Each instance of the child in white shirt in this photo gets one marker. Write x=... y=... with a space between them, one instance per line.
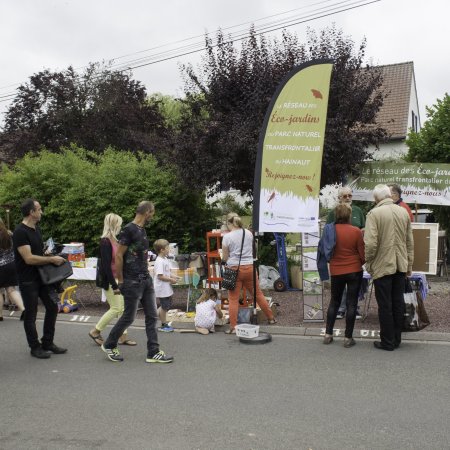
x=162 y=280
x=206 y=311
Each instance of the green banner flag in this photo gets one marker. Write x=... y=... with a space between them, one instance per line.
x=424 y=183
x=289 y=161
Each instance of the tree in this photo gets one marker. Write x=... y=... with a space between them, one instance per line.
x=229 y=96
x=77 y=188
x=95 y=109
x=432 y=144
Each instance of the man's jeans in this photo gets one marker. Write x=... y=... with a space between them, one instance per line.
x=391 y=307
x=133 y=292
x=31 y=291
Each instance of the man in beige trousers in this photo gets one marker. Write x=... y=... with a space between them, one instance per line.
x=389 y=249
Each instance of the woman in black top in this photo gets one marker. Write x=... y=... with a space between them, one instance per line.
x=107 y=279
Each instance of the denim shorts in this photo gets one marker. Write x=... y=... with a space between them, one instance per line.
x=165 y=303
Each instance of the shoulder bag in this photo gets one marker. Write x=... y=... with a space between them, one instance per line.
x=51 y=274
x=229 y=276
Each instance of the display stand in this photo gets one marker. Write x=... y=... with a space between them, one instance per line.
x=312 y=286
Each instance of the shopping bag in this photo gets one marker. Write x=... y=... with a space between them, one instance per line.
x=415 y=318
x=229 y=278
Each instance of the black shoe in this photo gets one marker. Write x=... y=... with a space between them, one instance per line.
x=54 y=349
x=380 y=346
x=40 y=353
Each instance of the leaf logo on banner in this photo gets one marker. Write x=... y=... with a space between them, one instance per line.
x=316 y=93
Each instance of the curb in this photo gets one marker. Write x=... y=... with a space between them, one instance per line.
x=419 y=336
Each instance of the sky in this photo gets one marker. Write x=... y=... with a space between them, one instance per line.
x=54 y=34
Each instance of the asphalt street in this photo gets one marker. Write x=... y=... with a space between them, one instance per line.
x=293 y=393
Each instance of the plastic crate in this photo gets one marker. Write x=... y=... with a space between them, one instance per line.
x=247 y=330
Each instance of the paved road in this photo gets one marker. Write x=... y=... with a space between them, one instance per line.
x=293 y=393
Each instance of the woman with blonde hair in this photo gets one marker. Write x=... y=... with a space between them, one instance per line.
x=8 y=276
x=107 y=279
x=237 y=251
x=346 y=272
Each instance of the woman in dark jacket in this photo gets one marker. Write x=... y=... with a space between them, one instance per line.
x=107 y=275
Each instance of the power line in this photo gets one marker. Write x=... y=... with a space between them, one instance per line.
x=178 y=52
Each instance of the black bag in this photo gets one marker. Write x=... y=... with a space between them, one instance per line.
x=416 y=318
x=51 y=274
x=229 y=276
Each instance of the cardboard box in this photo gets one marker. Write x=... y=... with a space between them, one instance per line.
x=77 y=259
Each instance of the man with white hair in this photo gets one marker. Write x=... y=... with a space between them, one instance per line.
x=389 y=249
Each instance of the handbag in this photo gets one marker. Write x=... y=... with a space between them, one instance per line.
x=51 y=274
x=229 y=276
x=416 y=318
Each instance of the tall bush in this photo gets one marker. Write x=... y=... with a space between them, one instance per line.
x=76 y=188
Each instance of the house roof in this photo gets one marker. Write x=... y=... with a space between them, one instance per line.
x=394 y=114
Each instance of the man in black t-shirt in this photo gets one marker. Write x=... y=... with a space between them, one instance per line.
x=136 y=284
x=29 y=253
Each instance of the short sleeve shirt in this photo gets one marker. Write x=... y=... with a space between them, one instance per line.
x=25 y=235
x=233 y=240
x=135 y=266
x=163 y=289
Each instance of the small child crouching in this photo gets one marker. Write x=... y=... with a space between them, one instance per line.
x=206 y=311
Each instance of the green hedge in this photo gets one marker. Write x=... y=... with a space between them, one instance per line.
x=76 y=188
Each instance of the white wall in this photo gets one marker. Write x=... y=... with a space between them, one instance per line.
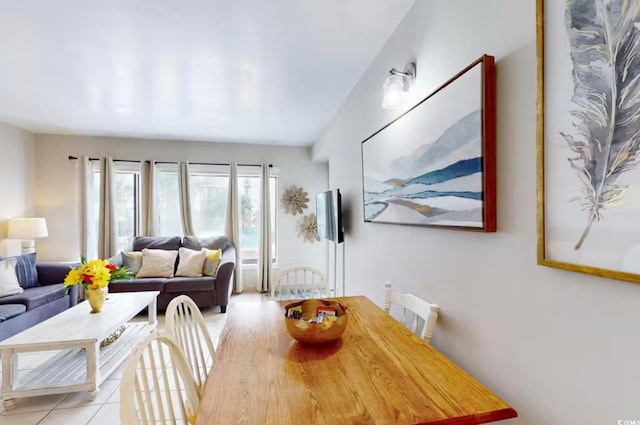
x=16 y=181
x=57 y=186
x=560 y=347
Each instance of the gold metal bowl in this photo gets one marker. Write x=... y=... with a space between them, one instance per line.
x=316 y=333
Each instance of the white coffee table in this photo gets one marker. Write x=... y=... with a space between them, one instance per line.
x=82 y=365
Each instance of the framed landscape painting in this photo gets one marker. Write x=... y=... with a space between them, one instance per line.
x=589 y=136
x=435 y=164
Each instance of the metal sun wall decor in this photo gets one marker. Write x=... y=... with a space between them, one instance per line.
x=435 y=164
x=294 y=200
x=589 y=136
x=308 y=228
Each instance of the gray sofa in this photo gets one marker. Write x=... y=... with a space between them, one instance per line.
x=21 y=311
x=206 y=291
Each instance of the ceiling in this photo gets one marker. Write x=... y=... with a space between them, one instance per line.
x=249 y=71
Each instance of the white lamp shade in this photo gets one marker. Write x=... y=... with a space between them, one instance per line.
x=394 y=91
x=27 y=228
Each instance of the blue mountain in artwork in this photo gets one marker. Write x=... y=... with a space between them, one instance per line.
x=458 y=142
x=438 y=183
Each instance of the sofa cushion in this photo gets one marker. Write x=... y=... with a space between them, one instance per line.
x=157 y=263
x=26 y=270
x=190 y=284
x=211 y=262
x=35 y=297
x=132 y=261
x=170 y=243
x=135 y=285
x=8 y=311
x=214 y=242
x=190 y=262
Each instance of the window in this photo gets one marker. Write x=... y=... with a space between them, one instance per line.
x=167 y=207
x=209 y=191
x=249 y=190
x=127 y=208
x=127 y=203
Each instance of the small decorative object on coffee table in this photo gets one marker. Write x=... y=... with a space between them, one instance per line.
x=95 y=276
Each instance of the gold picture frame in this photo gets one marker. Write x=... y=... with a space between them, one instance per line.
x=543 y=257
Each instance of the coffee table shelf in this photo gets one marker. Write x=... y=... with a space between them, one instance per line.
--*--
▶ What you need to do
Change every one of the records above by replacing "gets one marker" with "receives one marker", and leave all other text unchanged. Omit the pictures from your answer.

▶ Worked answer
Each instance of the child in white shirt in this photo receives one marker. Write x=... y=... with a space between them, one instance per line.
x=162 y=280
x=206 y=311
Each instance of the green banner flag in this photo receives one marker. Write x=... y=... with a space between them, one instance per line.
x=424 y=183
x=289 y=161
Each instance of the tree in this photo receives one marker. Write x=... y=... with a space between them, one instance per line.
x=229 y=96
x=77 y=188
x=95 y=109
x=432 y=144
Each instance of the man's jeans in this photo receives one marker. Write x=... y=... with a space between them, one instance per line.
x=391 y=307
x=133 y=292
x=31 y=291
Each instance of the man in beige trousers in this photo receives one marker. Write x=... y=... with a space between them, one instance per line.
x=389 y=249
Each instance of the woman in black top in this photo receives one marker. Write x=... y=... with a space between them, one instance per line.
x=107 y=279
Each instance of the denim shorts in this photo receives one marker. Write x=... y=... with a space between them, one instance per line.
x=165 y=303
Each instance of the shoulder bag in this photo receives one marker. Write x=... y=... with a space between them, one instance per line.
x=51 y=274
x=229 y=276
Each instance of the display stand in this photo receives one marker. Write x=... y=... with a space between them, one instance per line.
x=312 y=286
Each instance of the shopping bag in this photo receives one marker. Write x=... y=... with a space between them, one instance per line.
x=415 y=318
x=229 y=278
Each instance of the black shoe in this photo receives one marker. Write x=... y=... with a space between them, one instance per line.
x=54 y=349
x=380 y=346
x=40 y=353
Each instance of the leaf logo on banner in this photo receives one marker. Write x=... y=... with a space between them, one instance per line.
x=316 y=93
Each instance of the curb in this photo receives one marker. Write x=... y=... with a space between them, one instance per line.
x=419 y=336
Each instance of the sky in this photo receives one marker. Write x=... y=... with a space between them, one instance per line.
x=54 y=34
Each instance of the asphalt street in this photo receives one marker. Write x=... y=... with a space between them, one instance per line.
x=293 y=393
Each instance of the plastic crate in this photo receives one marker. Write x=... y=... with a space between them, one instance per line.
x=247 y=330
Each instance of the paved road in this photo receives one marker. Write x=... y=... with a space between them, one instance per line.
x=293 y=393
Each instance of the woman with blonde hair in this photo receives one marker. Write x=... y=... with a space between them, one instance per line.
x=8 y=276
x=107 y=279
x=237 y=251
x=346 y=272
Each instance of the woman in dark jacket in this photo receives one marker. Write x=... y=... with a space between them, one instance per line.
x=107 y=275
Each instance of the power line in this photo receives one marker. Write x=... y=... with a space between them, one instance per line.
x=178 y=52
Each instance of the black bag in this photo receives one marker. Write x=... y=... with a space between them, one instance per line.
x=416 y=318
x=51 y=274
x=229 y=276
Each instance of the cardboard box in this photo receives one marker. Write x=... y=... with a space between them, one instance per line.
x=77 y=259
Each instance of the man with white hair in this photo receives one marker. Write x=... y=... with a space between them, one instance per line.
x=389 y=249
Each instance of the handbag in this photo receives one marker. Write x=... y=... with a space between them, one instance per line.
x=51 y=274
x=229 y=276
x=416 y=318
Each instance of the tall bush in this photo receives one marker. Write x=... y=... with a space between them, one instance per line.
x=76 y=188
Each instance of the house roof in this photo receives one marker. Write x=... y=... with a space between them, one instance per line.
x=394 y=114
Each instance of the man in black t-shirt in this photo receives one marker. Write x=... y=... with a space between them, one instance per line.
x=136 y=284
x=29 y=253
Each instance of the short sleeve shirt in this photo receives one marker. Write x=... y=... with a space between them, one instance per line.
x=25 y=235
x=233 y=240
x=135 y=266
x=163 y=289
Each instance of the small child crouching in this photo receives one marker. Write x=... y=... with a space between them, one instance per line.
x=206 y=311
Each instance of the green hedge in this photo receives one marker. Write x=... y=... with a space between them, one instance per line.
x=76 y=188
Each instance of the white wall in this photo receives one marker. Write x=... y=... with a space between them, one instance per line.
x=16 y=181
x=57 y=186
x=560 y=347
Each instance of the gold metal bowl in this photo receives one marker. Write x=... y=... with a space between them, one instance per line.
x=316 y=333
Each instance of the white coffee table in this photo receives one marker. Write x=... y=... with a space between them, one instance per line.
x=82 y=365
Each instance of the framed landscape painting in this photo receives one marker. Write x=... y=... with a space between them, one instance per line.
x=589 y=136
x=435 y=164
Each instance of the metal sun wall decor in this photo receives one marker. Write x=... y=... with a space between them, one instance per line.
x=435 y=164
x=294 y=200
x=589 y=136
x=308 y=228
Each instance of the gray sofa in this photo receives one marker. Write x=... y=... with a space between them, one instance per line.
x=21 y=311
x=206 y=291
Each instance of the ceiling in this photo receives one marker. Write x=... y=... with a space between them, one instance per line.
x=249 y=71
Each instance of the white lamp shade in this photo receives one marker. Write x=... y=... with a space between them, one instance per line.
x=394 y=91
x=27 y=228
Each instance of the blue mountain in artwork in this photo receives one marker. Write x=... y=... with a space between them, one instance per line.
x=458 y=142
x=438 y=183
Each instance of the sofa cushion in this photo receives one marker. Write x=... y=... with a space between them, one instance per line.
x=157 y=263
x=26 y=270
x=190 y=284
x=211 y=262
x=35 y=297
x=132 y=261
x=170 y=243
x=135 y=285
x=8 y=311
x=214 y=242
x=190 y=262
Each instance of the window in this photo receives one marker. Write x=... y=... with a space between them, one instance per line.
x=167 y=207
x=209 y=191
x=249 y=190
x=127 y=208
x=127 y=203
Each instance of the small decorative object on coffee table in this photo receives one marker. Write x=... y=... with a space between them, one instance per line.
x=95 y=276
Each instance of the gold picture frame in this photo receives one marker. Write x=... y=... with a space between them, one instance per line.
x=543 y=257
Each instance of the coffee table shelf in this photo receives one marker. Write x=... y=... with a space between them, one instance per line.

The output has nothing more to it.